** Opening Text segment block **

The island is popular with tourists and has been inundated with reporters since the outbreak earlier this month, which experts said increased the risk of the virus being carried.
"The problem is that journalists get very close to the dead animals and also film the collection of cadavers," the president of the Friedrich Löffler Institute for Animal Health, Thomas
Mettenleiter, said. "Then the camera teams go with their contaminated equipment and clothing directly where the birds are. That is completely irresponsible and exactly what we have been trying to prevent."
Germany has confirmed three cases of the highly pathogenic strain of the H5N1 virus and was awaiting confirmation of another 10 from a European Union approved laboratory in England.
Emergency measures urged as lock-down takes hold
Germany is rushing to get enough Tamiflu for 20 percent of the population
Health Minister Ulla Schmidt called on Germany's 16 states to ensure that anti-viral medications such as Tamiflu and Relenza are available for 20 percent of the population.
Germany has begun enforcing an order to keep all poultry indoors, joining the Netherlands, Slovenia, Denmark, France, Greece, Luxembourg and Sweden in doing so.
More infected birds were found in Italy and France. In India seven people were under observation with symptoms of the disease.
In Italy, the Institute of Animal Health in the northeastern city of Padua announced the virus had been detected in a total of 16 birds in the country.
H5N1 was also confirmed in Tuzla and Navodari on the shores of the Black Sea in Romania, bringing to 33 the number of sites where it has been found nationwide, a veterinary official said. Samples from the latest Romanian cases were sent to the EU reference laboratory to establish whether it was the highly pathogenic form of the H5N1 virus.
Nearly 35,000 birds will be culled from Monday morning in Romania, a top official for the Constanta region, Danut Culetu, told Mediafax news agency
France faces economic implications as bird flu arrives
The H5N1 virsu was found in a dead wild duck prompting panic in France
French authorities vowed to spare no effort in containing avian influenza after the country became the sixth in the European Union, and the most westerly, to be hit by the virus.
Europe's top producer and the world's fourth-largest exporter of poultry, France confirmed that H5N1 had been identified in a wild duck found dead in the central-eastern Ain region.
French Health Minister Xavier Bertrand stressed that the dead duck was an isolated case, although food authorities said tests were continuing on some 15 birds found dead in various parts of the country.
"There will be no financial or economic obstacle in preparing France in the face of these risks," he said on Europe 1 radio, as the country's main farmers' union called for more state help in tackling the threat.

** Closing Text segment block **
** Opening Data shown block **

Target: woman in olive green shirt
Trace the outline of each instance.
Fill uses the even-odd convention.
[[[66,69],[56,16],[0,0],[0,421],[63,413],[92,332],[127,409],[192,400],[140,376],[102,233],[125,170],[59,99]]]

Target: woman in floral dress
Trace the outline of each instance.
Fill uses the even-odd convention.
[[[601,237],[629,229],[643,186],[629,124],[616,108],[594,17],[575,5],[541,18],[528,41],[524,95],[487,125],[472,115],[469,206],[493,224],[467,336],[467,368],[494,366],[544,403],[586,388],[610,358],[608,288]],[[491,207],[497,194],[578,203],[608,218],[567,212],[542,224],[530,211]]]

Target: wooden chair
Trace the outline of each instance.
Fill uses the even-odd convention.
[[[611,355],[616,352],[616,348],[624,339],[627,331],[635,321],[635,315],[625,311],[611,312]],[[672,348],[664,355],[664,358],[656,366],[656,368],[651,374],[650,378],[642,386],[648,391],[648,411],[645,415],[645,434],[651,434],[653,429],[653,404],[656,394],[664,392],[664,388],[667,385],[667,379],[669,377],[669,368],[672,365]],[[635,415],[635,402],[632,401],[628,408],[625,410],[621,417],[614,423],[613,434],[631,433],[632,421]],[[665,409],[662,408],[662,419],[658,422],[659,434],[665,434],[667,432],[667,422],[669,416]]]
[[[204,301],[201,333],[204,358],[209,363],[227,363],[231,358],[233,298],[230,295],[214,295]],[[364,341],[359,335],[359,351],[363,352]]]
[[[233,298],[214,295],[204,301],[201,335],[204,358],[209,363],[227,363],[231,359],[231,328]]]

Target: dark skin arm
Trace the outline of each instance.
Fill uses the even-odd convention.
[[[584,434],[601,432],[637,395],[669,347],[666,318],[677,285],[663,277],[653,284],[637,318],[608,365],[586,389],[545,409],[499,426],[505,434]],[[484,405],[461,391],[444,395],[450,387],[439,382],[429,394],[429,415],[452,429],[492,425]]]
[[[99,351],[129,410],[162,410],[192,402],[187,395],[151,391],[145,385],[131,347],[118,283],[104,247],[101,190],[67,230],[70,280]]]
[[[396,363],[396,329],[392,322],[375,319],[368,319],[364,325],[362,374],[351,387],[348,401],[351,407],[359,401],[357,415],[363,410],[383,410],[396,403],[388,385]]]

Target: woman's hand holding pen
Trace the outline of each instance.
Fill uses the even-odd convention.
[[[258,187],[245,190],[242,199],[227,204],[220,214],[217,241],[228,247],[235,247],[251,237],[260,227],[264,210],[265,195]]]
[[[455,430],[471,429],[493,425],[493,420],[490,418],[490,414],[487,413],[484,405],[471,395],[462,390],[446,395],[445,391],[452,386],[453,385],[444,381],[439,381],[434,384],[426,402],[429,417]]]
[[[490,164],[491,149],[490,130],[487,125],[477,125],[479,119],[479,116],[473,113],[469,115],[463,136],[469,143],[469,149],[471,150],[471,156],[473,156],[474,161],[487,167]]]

** Closing Data shown block **

- _Exercise requirements_
Reproduce word for word the passage of the bird flu article starting at "Germany has begun" and ending at "of the disease.".

- _Solution to this exercise_
Germany has begun enforcing an order to keep all poultry indoors, joining the Netherlands, Slovenia, Denmark, France, Greece, Luxembourg and Sweden in doing so.
More infected birds were found in Italy and France. In India seven people were under observation with symptoms of the disease.